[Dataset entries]
---------------

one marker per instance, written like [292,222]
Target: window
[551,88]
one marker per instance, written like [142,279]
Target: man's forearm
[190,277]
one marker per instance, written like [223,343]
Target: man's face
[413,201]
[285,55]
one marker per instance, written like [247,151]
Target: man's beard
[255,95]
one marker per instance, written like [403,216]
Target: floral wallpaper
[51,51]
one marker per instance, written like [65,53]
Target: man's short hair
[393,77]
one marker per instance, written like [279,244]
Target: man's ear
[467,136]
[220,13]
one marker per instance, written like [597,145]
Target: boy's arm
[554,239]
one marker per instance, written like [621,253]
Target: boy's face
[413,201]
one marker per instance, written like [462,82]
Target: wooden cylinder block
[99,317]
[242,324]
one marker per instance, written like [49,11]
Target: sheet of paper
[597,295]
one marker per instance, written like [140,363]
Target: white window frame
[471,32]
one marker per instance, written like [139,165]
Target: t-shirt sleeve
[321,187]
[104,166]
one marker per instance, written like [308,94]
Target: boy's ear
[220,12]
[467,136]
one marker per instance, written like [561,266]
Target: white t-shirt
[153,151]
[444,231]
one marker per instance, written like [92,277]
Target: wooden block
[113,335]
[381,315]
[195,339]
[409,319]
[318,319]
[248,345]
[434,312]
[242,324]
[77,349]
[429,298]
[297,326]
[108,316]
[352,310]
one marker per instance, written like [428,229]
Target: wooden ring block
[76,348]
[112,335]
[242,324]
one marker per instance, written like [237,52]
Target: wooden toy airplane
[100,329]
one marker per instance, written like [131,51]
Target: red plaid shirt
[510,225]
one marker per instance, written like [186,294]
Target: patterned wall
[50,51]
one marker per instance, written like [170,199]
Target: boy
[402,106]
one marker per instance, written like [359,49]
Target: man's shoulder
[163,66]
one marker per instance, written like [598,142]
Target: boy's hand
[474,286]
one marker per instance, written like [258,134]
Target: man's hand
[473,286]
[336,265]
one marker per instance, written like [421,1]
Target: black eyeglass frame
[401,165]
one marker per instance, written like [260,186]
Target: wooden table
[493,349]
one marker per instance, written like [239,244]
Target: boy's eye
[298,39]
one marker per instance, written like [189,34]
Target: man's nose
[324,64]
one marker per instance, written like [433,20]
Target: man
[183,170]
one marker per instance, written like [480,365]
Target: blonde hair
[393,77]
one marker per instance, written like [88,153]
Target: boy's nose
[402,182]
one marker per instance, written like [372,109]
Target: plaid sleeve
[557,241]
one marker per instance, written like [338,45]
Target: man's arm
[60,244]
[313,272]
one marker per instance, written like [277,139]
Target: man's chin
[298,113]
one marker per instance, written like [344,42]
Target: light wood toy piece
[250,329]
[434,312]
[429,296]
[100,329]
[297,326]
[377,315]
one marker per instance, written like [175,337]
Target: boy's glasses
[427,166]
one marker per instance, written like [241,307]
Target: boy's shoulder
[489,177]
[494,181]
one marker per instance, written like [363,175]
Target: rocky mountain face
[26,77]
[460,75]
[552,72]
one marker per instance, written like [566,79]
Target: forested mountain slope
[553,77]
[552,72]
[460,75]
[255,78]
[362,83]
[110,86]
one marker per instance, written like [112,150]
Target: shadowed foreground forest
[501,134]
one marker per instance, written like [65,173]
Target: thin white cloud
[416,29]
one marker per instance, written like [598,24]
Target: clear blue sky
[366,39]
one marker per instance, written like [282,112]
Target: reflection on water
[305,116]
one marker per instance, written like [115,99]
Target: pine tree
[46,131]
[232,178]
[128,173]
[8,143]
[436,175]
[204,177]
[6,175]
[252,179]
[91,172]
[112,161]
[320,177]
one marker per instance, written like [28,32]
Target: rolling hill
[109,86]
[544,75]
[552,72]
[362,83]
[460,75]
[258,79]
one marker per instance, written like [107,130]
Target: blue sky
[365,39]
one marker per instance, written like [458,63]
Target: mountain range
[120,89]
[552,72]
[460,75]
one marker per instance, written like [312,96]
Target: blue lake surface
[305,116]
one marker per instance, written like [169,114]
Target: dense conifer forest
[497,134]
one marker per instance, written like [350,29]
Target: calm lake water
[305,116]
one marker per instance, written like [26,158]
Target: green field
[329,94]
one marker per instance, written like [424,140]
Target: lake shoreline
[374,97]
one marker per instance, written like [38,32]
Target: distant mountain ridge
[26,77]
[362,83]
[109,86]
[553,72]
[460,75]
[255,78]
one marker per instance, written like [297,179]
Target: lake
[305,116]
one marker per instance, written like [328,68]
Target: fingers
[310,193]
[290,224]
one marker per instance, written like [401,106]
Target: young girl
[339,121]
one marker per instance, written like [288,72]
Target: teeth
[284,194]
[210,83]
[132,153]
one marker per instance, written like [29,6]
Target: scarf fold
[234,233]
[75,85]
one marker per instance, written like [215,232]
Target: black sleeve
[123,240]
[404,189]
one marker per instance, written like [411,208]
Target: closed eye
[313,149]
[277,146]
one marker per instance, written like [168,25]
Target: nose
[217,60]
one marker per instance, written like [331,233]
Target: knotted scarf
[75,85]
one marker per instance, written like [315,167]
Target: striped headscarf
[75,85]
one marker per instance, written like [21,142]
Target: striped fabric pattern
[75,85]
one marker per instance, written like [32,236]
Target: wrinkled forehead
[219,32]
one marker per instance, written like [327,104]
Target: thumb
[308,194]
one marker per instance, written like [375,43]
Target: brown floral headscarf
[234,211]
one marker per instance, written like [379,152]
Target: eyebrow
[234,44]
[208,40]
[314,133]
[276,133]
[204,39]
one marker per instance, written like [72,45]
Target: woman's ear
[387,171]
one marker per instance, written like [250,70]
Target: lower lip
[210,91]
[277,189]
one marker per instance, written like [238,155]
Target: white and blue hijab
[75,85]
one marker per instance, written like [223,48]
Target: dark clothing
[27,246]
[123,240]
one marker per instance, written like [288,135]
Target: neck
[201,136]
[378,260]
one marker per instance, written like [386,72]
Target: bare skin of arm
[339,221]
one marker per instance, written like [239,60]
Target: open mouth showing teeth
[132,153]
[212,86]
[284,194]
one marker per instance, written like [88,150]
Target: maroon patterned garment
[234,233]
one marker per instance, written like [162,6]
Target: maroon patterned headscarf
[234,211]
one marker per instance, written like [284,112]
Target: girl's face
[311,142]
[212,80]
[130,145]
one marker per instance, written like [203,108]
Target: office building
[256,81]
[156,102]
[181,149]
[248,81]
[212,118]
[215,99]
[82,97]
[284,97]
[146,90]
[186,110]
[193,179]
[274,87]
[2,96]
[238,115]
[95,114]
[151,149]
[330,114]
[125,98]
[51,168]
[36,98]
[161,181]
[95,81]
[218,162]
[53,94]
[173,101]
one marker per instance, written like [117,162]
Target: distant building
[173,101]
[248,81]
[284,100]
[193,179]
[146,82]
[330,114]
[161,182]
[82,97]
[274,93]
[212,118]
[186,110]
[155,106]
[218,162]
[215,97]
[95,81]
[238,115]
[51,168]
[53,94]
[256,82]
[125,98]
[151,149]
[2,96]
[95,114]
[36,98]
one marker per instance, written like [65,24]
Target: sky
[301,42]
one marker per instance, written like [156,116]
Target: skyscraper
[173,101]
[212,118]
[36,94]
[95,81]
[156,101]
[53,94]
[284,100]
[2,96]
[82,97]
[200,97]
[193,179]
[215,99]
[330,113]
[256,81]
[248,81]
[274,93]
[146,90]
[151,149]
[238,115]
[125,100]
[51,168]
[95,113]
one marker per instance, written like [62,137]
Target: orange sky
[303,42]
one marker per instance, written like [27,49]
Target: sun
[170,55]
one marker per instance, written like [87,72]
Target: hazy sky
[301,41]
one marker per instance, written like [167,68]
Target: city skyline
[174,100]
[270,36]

---------------

Would you output, from the records above, exactly the run of lines that starts at the line containing "Target: boy's ear" and ends at the line containing "one marker per instance, written like [372,109]", and only that run?

[Solution to the problem]
Target: boy's ear
[220,12]
[467,136]
one marker per instance, written like [561,266]
Target: white t-shirt
[153,151]
[444,231]
one marker per instance, written like [92,277]
Target: wooden block
[113,335]
[381,315]
[195,339]
[409,319]
[318,319]
[248,345]
[434,312]
[242,324]
[77,349]
[429,298]
[297,326]
[108,316]
[352,310]
one marker per instance, written like [428,229]
Target: wooden ring block
[76,348]
[112,335]
[242,324]
one marker per instance, written like [237,52]
Target: wooden toy airplane
[100,329]
one marker per instance, written like [131,51]
Target: red plaid shirt
[510,225]
one marker per instance, written like [186,294]
Target: patterned wall
[50,51]
one marker per instance, written like [170,199]
Target: boy
[402,106]
one marker per instance, written like [359,49]
Target: man's shoulder
[163,66]
one marker per instance, written like [598,142]
Target: boy's hand
[474,286]
one marker per instance, written like [258,134]
Target: man's hand
[473,286]
[336,265]
one marker per instance, written like [421,1]
Target: black eyeglass frame
[401,165]
one marker per instance, written like [260,186]
Target: wooden table
[493,349]
one marker per instance, written like [239,244]
Target: boy's eye
[298,39]
one marker per instance, written like [189,34]
Target: man's nose
[324,64]
one marker per instance, written like [433,20]
Target: man
[183,170]
one marker per instance, written like [480,365]
Target: blonde hair
[393,77]
one marker per instance, written like [88,153]
Target: boy's nose
[402,182]
one marker per instance, written like [372,109]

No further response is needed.